-------- PASSAGE PROVIDED --------

Now, if you're talking about a long weekend with diver Fabio while hubby stays home to watch the dog.... we'll need a new thread for that one.
 
I empathize with the OP. When I got certified, my husband (who had learned to dive years earlier, and had recertified with me) refused to respect my wishes with regards to the dives we did and how we did them. So I told him I was going to dive with other people, and for six months, we went to dive sites together but dove with other folks as buddies. I needed someone who would reliably stay where I could see him, and Peter wanted someone who was more free-form. We have since, through a lot of training and experience, moved toward one another so that we can dive together . . . but periodically, we still fight about the same things.

I think there is nothing wrong with doing a few dives with a more experienced mentor/instructor/guide, until you feel a bit more solidly on your feet. Marital dynamics come into play underwater, just as they do on land, and your life will be easier if you are diving with someone where the relationship is more strictly defined. You can eventually start diving together, once both of you feel good doing the dives you want to do.
 
before diving with anyone I like to do some shallow dives first. Why not dive shallow dives with ops that put guides in the water so that way you have the experienced diver and also get to hone your skills with your hubby.
 
My OW class was a half-joke. We weren't taught how to plan a dive, aside from some calculations on the dive table. I wouldn't be diving WITHOUT my husband, just paired with someone who's not going to be so quick to push the "elevator up button" at the first sign of distress. I need to learn how to deal with unfortunate/unexpected situations underwater (yes, this includes being panicked). I really want to see how an expirienced diver plans. It was just an idea. I don't think I'll have a problem with the dive. I just think it's more for a level of comfort. I do plan on rereading the section on planning again since that area was seriously lacking in my class. :(
 
bracko:6231966:
nothing like having a domestic while 10m under water :eek:

I was Dive mastering an AOW class during their deep dive when I saw one of those happen... Work your skills till you are comfortable so to avoid this situation.

-------- RAW DATA --------

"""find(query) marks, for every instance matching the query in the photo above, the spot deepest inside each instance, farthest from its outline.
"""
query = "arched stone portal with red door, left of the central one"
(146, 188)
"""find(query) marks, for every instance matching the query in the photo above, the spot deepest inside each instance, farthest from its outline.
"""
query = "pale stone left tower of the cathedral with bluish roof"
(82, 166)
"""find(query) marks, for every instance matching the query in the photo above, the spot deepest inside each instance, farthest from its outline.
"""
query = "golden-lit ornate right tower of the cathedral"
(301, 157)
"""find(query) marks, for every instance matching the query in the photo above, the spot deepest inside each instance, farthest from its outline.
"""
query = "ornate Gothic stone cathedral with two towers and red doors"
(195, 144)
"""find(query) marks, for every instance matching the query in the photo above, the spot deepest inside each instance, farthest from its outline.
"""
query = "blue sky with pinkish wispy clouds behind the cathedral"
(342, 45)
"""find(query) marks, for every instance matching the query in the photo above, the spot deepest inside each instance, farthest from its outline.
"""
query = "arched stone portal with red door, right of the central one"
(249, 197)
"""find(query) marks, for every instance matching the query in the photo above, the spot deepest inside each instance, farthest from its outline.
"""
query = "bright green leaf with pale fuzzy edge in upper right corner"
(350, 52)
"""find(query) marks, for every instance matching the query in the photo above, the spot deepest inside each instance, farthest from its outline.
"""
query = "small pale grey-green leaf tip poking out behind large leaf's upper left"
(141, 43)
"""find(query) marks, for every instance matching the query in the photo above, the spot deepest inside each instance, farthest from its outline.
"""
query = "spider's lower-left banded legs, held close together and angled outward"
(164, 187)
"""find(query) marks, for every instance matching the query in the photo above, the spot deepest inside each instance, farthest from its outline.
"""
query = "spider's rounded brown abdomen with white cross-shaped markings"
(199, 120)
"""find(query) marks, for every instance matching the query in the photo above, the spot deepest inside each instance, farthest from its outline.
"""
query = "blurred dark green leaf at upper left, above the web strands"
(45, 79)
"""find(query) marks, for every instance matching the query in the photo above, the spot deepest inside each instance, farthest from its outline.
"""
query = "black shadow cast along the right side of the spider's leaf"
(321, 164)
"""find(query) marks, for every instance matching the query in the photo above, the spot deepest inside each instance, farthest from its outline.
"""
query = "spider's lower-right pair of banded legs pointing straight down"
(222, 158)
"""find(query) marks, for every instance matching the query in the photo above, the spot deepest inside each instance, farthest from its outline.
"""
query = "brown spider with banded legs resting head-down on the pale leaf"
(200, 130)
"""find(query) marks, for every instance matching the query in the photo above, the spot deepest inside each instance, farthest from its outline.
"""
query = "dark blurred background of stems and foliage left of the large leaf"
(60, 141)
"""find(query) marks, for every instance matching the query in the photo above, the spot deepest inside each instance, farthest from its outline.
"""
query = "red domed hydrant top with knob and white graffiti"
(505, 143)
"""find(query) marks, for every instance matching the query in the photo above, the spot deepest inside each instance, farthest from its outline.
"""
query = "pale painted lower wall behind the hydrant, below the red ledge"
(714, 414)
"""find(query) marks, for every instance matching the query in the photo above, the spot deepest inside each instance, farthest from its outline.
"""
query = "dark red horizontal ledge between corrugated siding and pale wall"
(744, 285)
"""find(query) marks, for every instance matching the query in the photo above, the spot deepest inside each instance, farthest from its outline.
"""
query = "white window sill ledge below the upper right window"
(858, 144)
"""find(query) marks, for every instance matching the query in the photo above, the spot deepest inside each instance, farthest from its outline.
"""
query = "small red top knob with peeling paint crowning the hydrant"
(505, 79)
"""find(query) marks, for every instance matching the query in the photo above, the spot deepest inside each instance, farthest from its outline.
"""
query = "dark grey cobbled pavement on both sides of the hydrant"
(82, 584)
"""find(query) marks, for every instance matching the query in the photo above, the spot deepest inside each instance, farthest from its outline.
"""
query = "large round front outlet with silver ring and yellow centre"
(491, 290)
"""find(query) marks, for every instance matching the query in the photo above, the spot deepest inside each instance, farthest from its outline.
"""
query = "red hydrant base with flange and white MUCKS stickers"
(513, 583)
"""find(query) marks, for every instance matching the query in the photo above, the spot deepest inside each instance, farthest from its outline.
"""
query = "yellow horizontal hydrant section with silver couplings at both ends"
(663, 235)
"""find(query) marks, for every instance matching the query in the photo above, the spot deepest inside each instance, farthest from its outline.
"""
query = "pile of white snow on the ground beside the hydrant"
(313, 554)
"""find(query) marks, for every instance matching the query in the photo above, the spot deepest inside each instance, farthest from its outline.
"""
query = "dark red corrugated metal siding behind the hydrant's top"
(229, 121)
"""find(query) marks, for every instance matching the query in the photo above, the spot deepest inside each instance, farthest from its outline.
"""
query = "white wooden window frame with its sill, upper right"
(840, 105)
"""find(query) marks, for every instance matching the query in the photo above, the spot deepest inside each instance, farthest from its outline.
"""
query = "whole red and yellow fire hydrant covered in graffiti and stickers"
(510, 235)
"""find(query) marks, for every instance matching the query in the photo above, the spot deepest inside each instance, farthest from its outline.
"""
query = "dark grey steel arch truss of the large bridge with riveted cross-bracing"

--------

▸ WHAT TO PRODUCE
Could you continue the forum discussion about scuba diving with a spouse, starting right after its final post?

▸ EXERCISE RESULT
 
On lake Travis during the summer the water will be warm and viz should be a lot better. Also not being stuck in one silty spot for skills will make a huge difference. Your situation is not all that uncommon. I often dive with new divers while working charters, and couples do split up to dive with people with
more experience sometimes. Lots of good loot to be found thanks to the party barges too!
Laketravisscuba.com
 
I was Dive mastering an AOW class during their deep dive when I saw one of those happen... Work your skills till you are comfortable so to avoid this situation.

on my AOW course there was a domestic on the night dive between the couple I was a student with.

the course consisted of me, the couple and their daughter, who was.... the instructor.


awkward weekend, yes... yes it was. (fun though)
 
So, I am a very new diver. So is my husband. I told him I want to buddy with someone more expirienced for my first few dives. His feathers got all ruffled. Would you be ok having you SO buddy with someone else? Also, as an expirienced diver, would you be ok buddying with someone new? I could be way off, but I want someone to tell me when I am doing something wrong, and hubby doesn't have enough (any) expirience.

Thanks!

Well, there's more than just a lack of experience to consider ... when you're in a relationship with someone, they can't tell you what you're doing wrong. The natural tendency isn't to take it as helpful advice, but as criticism. Your tendency to want/need this person's acceptance puts a whole different spin on what they're trying to tell you. That's just human nature.

I had to practically push her there, but when my (then) wife got certified I rather quickly insisted that she find other people to dive with. I loved diving with her, but also realized that as long as I was her dive buddy she was perfectly content relying on me for things that every diver really should be doing for themself ... and a dependent diver is something you really want to avoid either becoming or cultivate in someone else.

Relationships can easily lead to stress or dependency underwater ... and both are to be avoided. So while diving with your SO is a wonderful thing, it can lead to less than wonderful diving habits and experiences. Diving with other people ... particularly those more experienced than you ... can help you develop both better skills and more self-sufficiency.

One way to do that is to cultivate a circle of diving friends who you can "share" diving experiences with. Mix it up and dive with each other's buddies from time to time. You'll be amazed at what you learn from the experience of diving with different people.

... Bob (Grateful Diver)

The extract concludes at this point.